Task requirements >> The entries are to be returned exactly, with images left out.

Records for processing >>
________________________________________

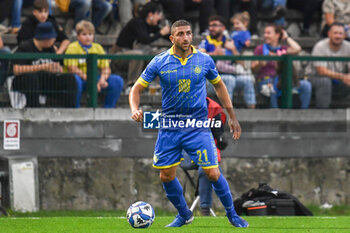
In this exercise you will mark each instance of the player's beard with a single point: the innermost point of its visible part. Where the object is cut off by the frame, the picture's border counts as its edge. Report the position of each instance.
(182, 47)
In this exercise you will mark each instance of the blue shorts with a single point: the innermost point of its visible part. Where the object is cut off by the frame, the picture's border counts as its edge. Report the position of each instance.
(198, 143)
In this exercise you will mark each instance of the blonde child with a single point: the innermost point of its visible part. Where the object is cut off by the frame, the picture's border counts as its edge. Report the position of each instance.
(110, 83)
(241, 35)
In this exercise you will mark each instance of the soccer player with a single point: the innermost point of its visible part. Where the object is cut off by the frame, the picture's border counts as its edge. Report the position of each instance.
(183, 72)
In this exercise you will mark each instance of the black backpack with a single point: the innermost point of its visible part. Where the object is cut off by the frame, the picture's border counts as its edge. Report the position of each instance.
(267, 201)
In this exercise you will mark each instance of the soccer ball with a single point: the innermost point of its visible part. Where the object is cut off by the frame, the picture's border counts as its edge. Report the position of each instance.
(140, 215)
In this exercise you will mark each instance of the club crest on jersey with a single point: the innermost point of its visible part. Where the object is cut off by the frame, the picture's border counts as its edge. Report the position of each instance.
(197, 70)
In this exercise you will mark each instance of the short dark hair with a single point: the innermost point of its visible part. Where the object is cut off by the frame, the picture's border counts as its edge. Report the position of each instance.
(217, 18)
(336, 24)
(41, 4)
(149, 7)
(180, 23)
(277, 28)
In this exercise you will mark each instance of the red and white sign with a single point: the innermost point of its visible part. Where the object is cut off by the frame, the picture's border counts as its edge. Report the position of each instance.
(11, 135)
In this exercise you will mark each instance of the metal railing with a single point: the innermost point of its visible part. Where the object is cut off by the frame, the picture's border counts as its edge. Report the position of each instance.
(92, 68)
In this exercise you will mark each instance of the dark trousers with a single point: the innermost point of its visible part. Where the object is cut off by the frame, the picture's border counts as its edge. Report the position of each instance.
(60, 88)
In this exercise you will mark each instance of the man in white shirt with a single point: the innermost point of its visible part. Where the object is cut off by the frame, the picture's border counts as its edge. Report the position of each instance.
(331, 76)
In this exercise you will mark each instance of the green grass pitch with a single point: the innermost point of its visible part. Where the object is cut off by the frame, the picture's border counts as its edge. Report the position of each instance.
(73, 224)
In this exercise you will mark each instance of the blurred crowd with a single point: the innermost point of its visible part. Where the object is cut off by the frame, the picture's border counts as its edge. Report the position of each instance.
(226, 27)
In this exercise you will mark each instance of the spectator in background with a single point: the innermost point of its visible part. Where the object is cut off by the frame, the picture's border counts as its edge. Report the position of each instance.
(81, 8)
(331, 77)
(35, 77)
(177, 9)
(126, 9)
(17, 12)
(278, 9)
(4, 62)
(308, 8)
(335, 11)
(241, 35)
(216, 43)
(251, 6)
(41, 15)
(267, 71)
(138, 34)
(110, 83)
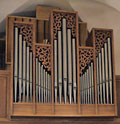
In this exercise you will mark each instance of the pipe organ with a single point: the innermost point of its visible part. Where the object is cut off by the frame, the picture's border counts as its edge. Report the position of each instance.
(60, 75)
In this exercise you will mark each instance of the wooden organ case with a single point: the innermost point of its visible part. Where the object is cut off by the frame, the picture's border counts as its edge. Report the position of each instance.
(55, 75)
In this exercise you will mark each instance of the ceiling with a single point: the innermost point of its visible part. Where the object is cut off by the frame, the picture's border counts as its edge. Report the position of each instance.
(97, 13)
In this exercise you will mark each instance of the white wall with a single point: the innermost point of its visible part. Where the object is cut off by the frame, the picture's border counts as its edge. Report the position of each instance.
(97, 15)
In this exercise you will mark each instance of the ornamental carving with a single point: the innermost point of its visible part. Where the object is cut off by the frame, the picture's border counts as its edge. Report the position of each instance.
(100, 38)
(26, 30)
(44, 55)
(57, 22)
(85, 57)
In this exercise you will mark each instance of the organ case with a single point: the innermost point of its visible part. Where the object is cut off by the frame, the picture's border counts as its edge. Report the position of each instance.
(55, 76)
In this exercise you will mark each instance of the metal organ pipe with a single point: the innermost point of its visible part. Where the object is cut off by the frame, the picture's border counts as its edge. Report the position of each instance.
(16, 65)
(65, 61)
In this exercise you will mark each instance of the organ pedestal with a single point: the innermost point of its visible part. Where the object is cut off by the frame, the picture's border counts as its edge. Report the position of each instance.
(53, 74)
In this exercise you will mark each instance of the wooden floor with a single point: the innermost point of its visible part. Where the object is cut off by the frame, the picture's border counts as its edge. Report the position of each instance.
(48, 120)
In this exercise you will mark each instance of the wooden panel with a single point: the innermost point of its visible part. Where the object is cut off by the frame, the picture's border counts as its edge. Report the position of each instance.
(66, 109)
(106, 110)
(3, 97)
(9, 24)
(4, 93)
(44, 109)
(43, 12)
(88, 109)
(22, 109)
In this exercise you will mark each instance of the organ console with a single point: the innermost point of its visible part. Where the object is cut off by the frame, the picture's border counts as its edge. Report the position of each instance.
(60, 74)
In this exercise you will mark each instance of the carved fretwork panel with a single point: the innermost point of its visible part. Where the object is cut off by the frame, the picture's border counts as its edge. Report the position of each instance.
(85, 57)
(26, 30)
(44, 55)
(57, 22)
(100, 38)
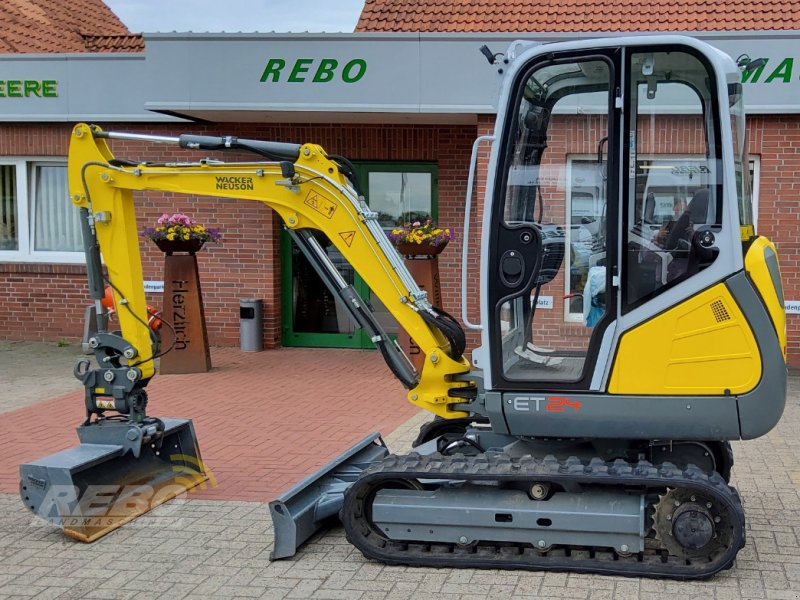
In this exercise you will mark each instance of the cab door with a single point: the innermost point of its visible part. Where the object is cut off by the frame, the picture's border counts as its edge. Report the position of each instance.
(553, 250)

________________________________________

Right answer >>
In this exercise you will mark each instance of the player's beard with a single point: the innermost point of its visible part. Where the object is cut off by the frame, the picture's border counts as its edge. Report the position of each instance.
(182, 47)
In this exercise you will mark each instance of the blue shorts with a single point: the innermost point of its visible part. Where the object is cut off by the frame, the picture's border counts as its edge. Report the position of each instance.
(198, 143)
In this exercise you will mark each instance of the blonde child with a single point: the innermost point of its visible part. Where the object is cut off by the frame, the picture's border counts as its edge. Report the position of each instance.
(110, 83)
(241, 35)
In this exercise you will mark each instance of the soccer player with a single point: the innermost point of its visible part. Where the object is cut off by the frame, the picture's border counts as its edge. Report the position of each instance.
(183, 72)
In this exercise you will mark each instance of the black backpack with a single point: the innermost point of its visible part. Where the object is cut off by the frame, the picture's border counts as its edge. Report the position of each instance.
(267, 201)
In this exercise you will mark each instance of the soccer ball with a single point: the innermost point of its visible part. Where the object is cut off by the frame, the picture's border counts as its edge. Report the position of each instance.
(140, 215)
In this exercise you will mark each instance of the club crest on jersey with a single point: the innermost point of its visible part. Where the object is cut off by the frame, the picture's border counts as its edge. Report the position of each instance.
(197, 70)
In this exercise you will mark each instance of the short dark hair with a single point: the innermost point of its visible part. Where the object is cut off by the frame, the picture's border counts as its edge. Report the position of each instance.
(217, 18)
(336, 24)
(41, 4)
(149, 7)
(180, 23)
(277, 28)
In this exercise you will mark each instance of the red and white sign with a single point: the innermost point of its visible part. Where the object is cut off by the frame, the picture's border counts as its edge. Report the position of each instance.
(11, 135)
In this exercise you will mark each instance of the metal railing with a single point: the innermost point of its visible part. Where the object is cut off by the frame, the picture's border counts as its edge. Report the position of each instance.
(92, 68)
In this exercise you will mark each instance of the dark trousers with a single point: the innermost point of its visible part. Where the object is cut off by the frame, the picture's border counts as its edge. Report the position of each instance.
(60, 88)
In this exercise you will mark each instance of the man in white shirt with a single point: the innermost point of its visible part. Where the object is cut off by the frame, the picture's border counts as its edge. Report the position of each instance.
(331, 76)
In this exercise you will mark each instance of the green grass pitch with a single point: the innermost point of its visible part. Where the object is cut off by the frame, the picture's border counts as its edge. Report the position of each instance.
(73, 224)
In this exercise you will mark each instance of the blurred crowd with a single point: the innermost point of its visible part. Where the object is cut off by the frame, the picture's border counts as its edge. Report the position of each instance.
(226, 27)
In this exercise you will mark each instance of the spectator in background with a single point: the innermost point of its visible part. Where the object is cut off by the frame, the picture's border counts as its edge. Report the position of each instance.
(81, 8)
(331, 77)
(35, 77)
(177, 9)
(126, 9)
(17, 12)
(278, 9)
(4, 62)
(308, 8)
(335, 11)
(241, 35)
(216, 43)
(251, 6)
(41, 15)
(267, 71)
(138, 34)
(110, 83)
In this exercise you will mark each instance of the pipe organ with a single point: the innermost point of its visible part. Where the object is cut off by the frame, the picture's border counts as its edge. Report the position of each instance.
(60, 75)
In this exercise you will mark each instance of the wooden organ case with a single point: the innermost point of its visible part. Where the object is cut off by the frame, the picture's border counts as its edge. Report the position of each instance.
(55, 75)
In this exercise you will mark each instance of the ceiling with a single point: the innermost point of its visible part. Where the object is cut off by the frame, the picture's border counts as its edge. Report the position of each instance.
(97, 13)
In this exercise you will mark each instance of the white wall with a single point: the innermost point of its visible part. Where the object is cut off by the frame, the picture's border counts as its edge. Report the position of each instance.
(97, 15)
In this exercise you will mark each instance of the ornamental carving with a single point: the innermost point of its visible part. Where the object is cut off by the frame, the picture's border counts as its edge. Report the position of each instance.
(100, 38)
(26, 30)
(44, 55)
(57, 22)
(85, 57)
In this exercise you will mark each instance of the organ case with a single point: the innermost point of its visible part. Where the object is cut off by the frame, the picture's border counts as its edge. Report the position of each instance.
(55, 76)
In this exercise you will mark each instance of the metal organ pipe with a single point: the innermost point of its visible part. Where the object is cut off by the frame, the picture's border counts as its edge. Report the position of each instance.
(16, 65)
(65, 61)
In this exercise you will mark each instance of the organ pedestal with a single point: the innermost point of its visible part. Where the object is cut off by the frame, the picture's border counts as its edge. Report the position of each instance.
(53, 74)
In this exercise you will mark each instance of the wooden floor with a single point: the innermost point of its visible part. Where the object is cut off by the frame, the picture's border counts as its edge. Report the position of each instance.
(48, 120)
In this exercise you will mark each instance of the wooden panel with a single point: the innermost point of its visible part. Where the object is cut off by the frame, the picture's border counts as its edge. Report the position of each instance.
(66, 109)
(106, 110)
(3, 97)
(9, 24)
(4, 93)
(44, 109)
(43, 12)
(88, 109)
(22, 109)
In this exercise you will mark each instance of the organ console with a single point: the innermost point of its visible part. Where the object is cut off by the frame, the picture's border counts as its edge. Report the position of each instance.
(60, 74)
In this exercise you will mark each instance of the carved fretwork panel with a single point: the innermost point of its visible part. Where the object is cut off by the frame, the picture's border counts as its edge. Report the position of each instance.
(85, 57)
(26, 30)
(44, 55)
(57, 22)
(100, 38)
In this exercise you will mark each instance of the cab door with a single point: the innermost point of its visible part. Where the object is cut off by the frame, the picture's border counts as its edge. Report the position of each instance.
(553, 250)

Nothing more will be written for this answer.